What is needed —
Set down exactly the lines that run from the line with "Question. The picture above shows the blue stripe" to the end of the data, and nothing else.

Stored items —
━━━━

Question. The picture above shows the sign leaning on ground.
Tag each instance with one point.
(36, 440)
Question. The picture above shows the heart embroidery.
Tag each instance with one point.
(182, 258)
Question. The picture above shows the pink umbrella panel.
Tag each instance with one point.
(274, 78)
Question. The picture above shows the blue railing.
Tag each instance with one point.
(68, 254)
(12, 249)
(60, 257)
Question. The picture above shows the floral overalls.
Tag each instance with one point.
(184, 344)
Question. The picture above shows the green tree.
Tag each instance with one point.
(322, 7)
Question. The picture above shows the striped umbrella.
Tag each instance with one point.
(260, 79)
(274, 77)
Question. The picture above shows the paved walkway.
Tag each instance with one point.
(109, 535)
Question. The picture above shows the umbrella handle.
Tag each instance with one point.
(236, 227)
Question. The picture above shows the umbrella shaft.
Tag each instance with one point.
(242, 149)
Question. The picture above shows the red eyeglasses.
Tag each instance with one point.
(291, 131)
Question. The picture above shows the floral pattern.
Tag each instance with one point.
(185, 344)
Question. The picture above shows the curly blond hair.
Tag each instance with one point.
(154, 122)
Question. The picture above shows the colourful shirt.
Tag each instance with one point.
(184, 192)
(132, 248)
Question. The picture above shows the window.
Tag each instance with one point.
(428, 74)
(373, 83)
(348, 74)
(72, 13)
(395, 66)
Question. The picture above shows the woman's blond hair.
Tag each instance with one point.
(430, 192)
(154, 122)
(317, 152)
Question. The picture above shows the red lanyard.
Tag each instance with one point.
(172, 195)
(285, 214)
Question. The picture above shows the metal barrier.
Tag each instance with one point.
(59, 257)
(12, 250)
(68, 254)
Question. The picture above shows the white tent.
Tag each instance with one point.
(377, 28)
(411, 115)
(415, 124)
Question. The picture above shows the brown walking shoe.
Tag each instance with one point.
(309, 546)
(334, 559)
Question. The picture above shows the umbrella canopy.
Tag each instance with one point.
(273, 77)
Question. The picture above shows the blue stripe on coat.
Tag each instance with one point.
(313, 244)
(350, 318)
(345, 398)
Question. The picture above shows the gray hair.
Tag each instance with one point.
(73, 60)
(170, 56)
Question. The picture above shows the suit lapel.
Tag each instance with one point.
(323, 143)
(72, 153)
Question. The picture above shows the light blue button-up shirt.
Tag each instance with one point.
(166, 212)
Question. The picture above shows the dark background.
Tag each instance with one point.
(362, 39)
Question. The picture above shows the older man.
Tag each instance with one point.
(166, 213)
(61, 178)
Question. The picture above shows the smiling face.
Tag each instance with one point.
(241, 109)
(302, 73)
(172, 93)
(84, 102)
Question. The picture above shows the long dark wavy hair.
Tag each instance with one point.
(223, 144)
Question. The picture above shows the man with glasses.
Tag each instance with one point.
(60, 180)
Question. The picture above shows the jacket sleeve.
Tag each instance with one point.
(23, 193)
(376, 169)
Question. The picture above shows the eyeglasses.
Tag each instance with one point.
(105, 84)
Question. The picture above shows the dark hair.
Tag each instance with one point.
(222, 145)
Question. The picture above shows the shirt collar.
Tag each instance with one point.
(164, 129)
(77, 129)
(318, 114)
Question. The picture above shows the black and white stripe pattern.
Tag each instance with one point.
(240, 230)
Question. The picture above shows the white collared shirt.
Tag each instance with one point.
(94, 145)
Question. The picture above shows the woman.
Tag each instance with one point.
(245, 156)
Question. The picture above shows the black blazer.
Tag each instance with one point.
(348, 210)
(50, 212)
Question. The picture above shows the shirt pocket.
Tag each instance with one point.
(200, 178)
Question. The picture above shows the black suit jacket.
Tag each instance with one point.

━━━━

Task answer —
Question. The picture above shows the blue stripe on coat.
Tag each instance with one point.
(313, 244)
(350, 318)
(345, 398)
Question. The picture above shows the gray hair.
Tag each instance with one point.
(73, 60)
(170, 56)
Question. The picture above shows the suit lapel.
Tag each instance with one point.
(323, 143)
(72, 153)
Question. The picture above shows the light blue button-up shirt.
Tag each instance with one point.
(166, 212)
Question. The picture above shows the dark background.
Tag each instance with one point.
(362, 39)
Question. The picture above shows the older man.
Tag each instance with one point.
(166, 213)
(61, 178)
Question. The picture above shows the smiling face.
Tag each instance with one point.
(241, 109)
(302, 73)
(172, 93)
(84, 102)
Question. The picture above shows the long dark wavy hair.
Tag each instance with one point.
(223, 144)
Question. The picture above shows the man with glasses.
Tag each instance with one point.
(60, 180)
Question. The picture above shows the jacket sleeve.
Tag each instance with one point.
(23, 193)
(376, 169)
Question. The picture above shows the eyeglasses.
Tag each instance with one point.
(105, 84)
Question. The picture above shows the dark hair.
Tag each instance with one point.
(222, 145)
Question. The picture above shows the shirt collar.
Tag each instance with one point.
(164, 129)
(77, 129)
(318, 114)
Question. The picture above shows the black and white stripe pattern.
Tag each instance with one point.
(240, 230)
Question. The picture above shows the white collared shirt.
Tag each instance with one point.
(94, 145)
Question. The picture above shows the woman.
Tag each instance with one point.
(245, 156)
Question. The picture above shows the black blazer.
Tag each instance with one point.
(348, 210)
(50, 212)
Question. The picture above shows the shirt pocket.
Tag each instance with one point.
(200, 178)
Question. The picture above shows the black suit jacket.
Tag each instance with one point.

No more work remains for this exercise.